___ Source passage ___

1. This appeal is by two of the plaintiffs in the original suit. The history of the case is this. One Ram Harakh Pande obtained a preliminary decree against certain defendants, including the plaintiffs of the suit out of which this appeal has arisen. This decree was made oh 24th January 1924. Ram Harakh died some time in November of that year. On 3rd February 1926, Ram Harakh's four sons make an application, to the Court which had passed the preliminary decree for making the preliminary decree final. Notices were issued to the, defendants and nobody appeared to contest the application. A final decree was passed on 24th April 1926. On 26tb April 1928, the plaintiffs instituted the suit to obtain a declaration that the final decree passed againat them was null and void. The defence was various and the principal defence was that the suit was barred by res judicata. We may point out here that one of the grounds taken in the plaint was that the final decree had been obtained by fraud on Court and the defendants. As to this they replied that there was no fraud.
2. The Court below dismissed the suit and hence this appeal by two only out of the five plaintiffs. We have to consider two points: first whether there was any fraud in obtaining the final decree and secondly, whether the final decree was passed without jurisdiction, and therefore is null and void.

___ Recorded data ___

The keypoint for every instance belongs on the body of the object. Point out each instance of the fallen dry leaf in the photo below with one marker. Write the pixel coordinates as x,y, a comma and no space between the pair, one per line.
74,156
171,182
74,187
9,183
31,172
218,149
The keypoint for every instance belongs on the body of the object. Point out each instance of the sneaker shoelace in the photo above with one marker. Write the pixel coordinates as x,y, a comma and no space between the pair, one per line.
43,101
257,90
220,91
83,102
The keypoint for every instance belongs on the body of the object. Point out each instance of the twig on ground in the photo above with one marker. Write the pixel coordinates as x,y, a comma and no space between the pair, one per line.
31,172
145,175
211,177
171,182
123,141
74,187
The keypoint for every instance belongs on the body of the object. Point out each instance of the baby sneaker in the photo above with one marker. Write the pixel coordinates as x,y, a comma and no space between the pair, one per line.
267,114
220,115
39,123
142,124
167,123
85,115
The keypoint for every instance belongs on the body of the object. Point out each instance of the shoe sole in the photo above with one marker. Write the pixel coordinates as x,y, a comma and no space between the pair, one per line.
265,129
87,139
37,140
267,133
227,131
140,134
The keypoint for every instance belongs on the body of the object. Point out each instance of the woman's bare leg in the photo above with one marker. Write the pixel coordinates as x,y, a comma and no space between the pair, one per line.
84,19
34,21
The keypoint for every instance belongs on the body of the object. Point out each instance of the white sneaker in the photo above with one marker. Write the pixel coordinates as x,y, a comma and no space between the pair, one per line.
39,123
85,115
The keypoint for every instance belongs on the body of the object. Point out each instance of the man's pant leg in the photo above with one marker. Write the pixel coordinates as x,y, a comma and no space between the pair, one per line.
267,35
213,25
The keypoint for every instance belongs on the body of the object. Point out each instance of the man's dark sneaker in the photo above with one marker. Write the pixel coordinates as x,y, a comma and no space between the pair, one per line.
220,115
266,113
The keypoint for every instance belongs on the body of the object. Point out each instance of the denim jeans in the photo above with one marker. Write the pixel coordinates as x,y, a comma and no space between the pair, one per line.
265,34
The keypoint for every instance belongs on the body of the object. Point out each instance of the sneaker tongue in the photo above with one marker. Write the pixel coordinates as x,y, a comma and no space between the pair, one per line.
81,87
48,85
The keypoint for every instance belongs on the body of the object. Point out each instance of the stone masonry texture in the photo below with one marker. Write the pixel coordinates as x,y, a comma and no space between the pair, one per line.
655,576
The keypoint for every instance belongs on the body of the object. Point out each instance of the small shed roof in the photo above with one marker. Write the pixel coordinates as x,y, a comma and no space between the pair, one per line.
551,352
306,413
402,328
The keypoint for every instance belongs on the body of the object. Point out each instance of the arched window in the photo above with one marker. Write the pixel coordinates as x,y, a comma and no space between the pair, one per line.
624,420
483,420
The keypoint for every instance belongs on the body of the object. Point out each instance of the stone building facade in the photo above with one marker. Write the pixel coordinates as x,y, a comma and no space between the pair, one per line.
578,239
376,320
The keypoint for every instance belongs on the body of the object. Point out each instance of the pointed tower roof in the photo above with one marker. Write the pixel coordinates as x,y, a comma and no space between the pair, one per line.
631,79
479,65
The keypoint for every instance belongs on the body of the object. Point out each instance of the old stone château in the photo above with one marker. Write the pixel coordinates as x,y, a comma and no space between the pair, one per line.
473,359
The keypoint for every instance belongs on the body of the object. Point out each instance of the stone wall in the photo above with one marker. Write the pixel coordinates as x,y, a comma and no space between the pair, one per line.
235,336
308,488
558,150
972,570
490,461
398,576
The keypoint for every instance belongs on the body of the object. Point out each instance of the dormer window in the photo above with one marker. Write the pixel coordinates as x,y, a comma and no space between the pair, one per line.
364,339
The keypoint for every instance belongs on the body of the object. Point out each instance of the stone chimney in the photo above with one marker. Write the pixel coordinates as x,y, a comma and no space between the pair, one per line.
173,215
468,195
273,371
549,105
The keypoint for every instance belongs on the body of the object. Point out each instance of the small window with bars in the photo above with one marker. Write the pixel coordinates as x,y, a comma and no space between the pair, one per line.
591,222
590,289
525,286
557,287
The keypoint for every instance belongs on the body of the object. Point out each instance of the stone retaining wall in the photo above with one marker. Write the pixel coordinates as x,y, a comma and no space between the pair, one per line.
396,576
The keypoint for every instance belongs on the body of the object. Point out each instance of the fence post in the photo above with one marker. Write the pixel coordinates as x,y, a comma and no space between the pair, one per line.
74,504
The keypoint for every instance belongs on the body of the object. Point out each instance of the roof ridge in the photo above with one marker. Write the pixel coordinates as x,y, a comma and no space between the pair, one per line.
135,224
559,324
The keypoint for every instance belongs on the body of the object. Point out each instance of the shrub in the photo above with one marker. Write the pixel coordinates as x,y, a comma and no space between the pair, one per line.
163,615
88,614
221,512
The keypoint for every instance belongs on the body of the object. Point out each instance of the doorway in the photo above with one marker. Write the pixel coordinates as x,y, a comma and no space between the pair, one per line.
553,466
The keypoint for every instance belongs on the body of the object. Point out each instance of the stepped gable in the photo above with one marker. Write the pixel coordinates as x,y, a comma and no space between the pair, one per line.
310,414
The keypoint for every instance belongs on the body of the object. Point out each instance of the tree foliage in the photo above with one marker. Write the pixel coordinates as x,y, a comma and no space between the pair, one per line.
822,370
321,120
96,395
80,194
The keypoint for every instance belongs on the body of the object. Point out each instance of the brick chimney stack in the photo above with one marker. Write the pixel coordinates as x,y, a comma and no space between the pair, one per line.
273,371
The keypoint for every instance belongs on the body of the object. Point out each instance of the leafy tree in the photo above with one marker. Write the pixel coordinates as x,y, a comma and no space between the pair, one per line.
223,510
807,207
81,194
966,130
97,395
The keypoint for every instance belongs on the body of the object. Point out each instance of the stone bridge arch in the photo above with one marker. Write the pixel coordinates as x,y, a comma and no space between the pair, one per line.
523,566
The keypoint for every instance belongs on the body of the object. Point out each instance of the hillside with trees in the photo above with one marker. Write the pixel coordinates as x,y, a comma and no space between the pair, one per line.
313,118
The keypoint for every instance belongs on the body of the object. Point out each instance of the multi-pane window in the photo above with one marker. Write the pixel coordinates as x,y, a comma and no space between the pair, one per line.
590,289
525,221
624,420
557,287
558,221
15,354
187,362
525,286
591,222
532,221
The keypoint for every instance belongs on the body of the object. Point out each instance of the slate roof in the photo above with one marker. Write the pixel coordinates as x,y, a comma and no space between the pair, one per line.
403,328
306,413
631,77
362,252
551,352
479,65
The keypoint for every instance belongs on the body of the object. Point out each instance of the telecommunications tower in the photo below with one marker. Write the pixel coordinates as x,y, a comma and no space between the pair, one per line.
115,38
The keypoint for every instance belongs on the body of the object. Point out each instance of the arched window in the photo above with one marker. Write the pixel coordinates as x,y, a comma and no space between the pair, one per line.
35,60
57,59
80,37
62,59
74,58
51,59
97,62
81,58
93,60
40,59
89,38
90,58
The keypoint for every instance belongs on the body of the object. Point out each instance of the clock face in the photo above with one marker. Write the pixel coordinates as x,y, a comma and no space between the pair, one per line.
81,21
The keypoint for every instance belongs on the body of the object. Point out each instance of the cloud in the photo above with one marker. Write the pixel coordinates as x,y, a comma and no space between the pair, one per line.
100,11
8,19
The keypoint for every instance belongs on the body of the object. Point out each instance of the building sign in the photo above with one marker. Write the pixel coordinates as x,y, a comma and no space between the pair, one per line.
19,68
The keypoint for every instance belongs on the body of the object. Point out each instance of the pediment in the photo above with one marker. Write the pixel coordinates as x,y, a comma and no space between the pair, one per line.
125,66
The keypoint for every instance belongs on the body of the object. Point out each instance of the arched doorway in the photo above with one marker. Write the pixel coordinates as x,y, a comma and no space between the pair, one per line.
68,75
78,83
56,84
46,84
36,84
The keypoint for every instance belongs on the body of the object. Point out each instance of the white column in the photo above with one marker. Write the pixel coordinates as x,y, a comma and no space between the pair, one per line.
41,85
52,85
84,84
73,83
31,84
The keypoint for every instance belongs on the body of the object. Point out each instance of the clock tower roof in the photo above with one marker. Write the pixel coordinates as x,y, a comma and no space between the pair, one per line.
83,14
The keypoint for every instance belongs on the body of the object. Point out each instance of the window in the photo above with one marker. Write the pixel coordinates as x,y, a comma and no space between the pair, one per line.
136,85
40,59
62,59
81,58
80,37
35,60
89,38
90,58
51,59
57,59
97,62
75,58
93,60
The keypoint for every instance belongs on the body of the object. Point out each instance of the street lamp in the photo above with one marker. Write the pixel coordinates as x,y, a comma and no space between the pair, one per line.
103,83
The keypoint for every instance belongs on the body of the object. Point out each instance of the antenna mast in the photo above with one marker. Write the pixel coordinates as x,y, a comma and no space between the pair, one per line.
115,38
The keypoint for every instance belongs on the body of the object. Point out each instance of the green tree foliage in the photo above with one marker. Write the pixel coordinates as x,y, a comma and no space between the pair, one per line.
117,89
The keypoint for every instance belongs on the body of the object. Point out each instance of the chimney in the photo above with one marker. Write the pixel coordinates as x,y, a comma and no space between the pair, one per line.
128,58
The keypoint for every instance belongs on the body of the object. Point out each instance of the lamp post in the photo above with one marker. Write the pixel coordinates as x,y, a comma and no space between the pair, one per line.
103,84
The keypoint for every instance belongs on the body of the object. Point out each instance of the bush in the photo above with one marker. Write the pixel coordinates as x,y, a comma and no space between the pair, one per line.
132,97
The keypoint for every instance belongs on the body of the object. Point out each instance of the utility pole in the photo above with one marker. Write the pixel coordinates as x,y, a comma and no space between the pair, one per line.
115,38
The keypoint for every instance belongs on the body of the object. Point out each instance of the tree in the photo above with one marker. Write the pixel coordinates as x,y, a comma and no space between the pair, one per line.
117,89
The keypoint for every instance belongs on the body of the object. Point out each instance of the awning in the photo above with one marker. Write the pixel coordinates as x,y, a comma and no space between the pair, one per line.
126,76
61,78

___

The tasks:
1. According to the judgment, on what date was the final decree passed?
2. Transcribe the judgment starting with "2. The Court" and going on through "is null and void.".
The records come from a separate source, not from the judgment.

Solution set:
1. 24th April 1926.

2.
2. The Court below dismissed the suit and hence this appeal by two only out of the five plaintiffs. We have to consider two points: first whether there was any fraud in obtaining the final decree and secondly, whether the final decree was passed without jurisdiction, and therefore is null and void.